» **WORK TO BE COMPLETED**
Retype the data that follows, keeping every character the same.

» **Dataset entries**
····················

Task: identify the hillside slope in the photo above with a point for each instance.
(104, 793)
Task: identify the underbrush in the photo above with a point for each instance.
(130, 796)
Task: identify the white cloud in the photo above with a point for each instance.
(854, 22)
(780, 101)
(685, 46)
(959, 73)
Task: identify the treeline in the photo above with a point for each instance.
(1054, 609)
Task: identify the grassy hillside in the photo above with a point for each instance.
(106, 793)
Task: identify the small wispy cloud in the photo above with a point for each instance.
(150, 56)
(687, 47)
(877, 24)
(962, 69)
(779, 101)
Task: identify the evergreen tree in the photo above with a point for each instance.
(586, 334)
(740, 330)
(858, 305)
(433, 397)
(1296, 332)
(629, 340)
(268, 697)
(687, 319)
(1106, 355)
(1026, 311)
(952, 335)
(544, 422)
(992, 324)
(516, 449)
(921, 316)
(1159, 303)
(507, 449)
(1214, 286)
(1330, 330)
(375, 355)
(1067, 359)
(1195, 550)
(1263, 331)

····················

» **OUTPUT OF THE EXERCISE**
Task: identify the hillside slope in the photo above with a point for each instance.
(104, 793)
Task: identify the underbrush in the photo above with a point for each instance.
(130, 796)
Task: identify the white cloud in the photo above with a point for each instance.
(854, 22)
(780, 101)
(685, 46)
(959, 73)
Task: identify the treeline in the photo above with a point for each instance.
(1054, 609)
Task: identify the grassy hillside in the photo above with a point for each instance.
(106, 793)
Task: identify the small wispy cloud in the photo above with a point for each instance.
(150, 56)
(687, 47)
(877, 24)
(962, 69)
(779, 101)
Task: identify the evergreen tree in the photo above with a point for each instance.
(586, 334)
(740, 330)
(858, 305)
(433, 397)
(1296, 332)
(629, 340)
(268, 697)
(687, 319)
(1106, 355)
(1026, 311)
(952, 335)
(544, 422)
(992, 324)
(516, 449)
(921, 316)
(1159, 303)
(507, 449)
(1214, 286)
(1330, 330)
(375, 355)
(1067, 359)
(1195, 550)
(1263, 331)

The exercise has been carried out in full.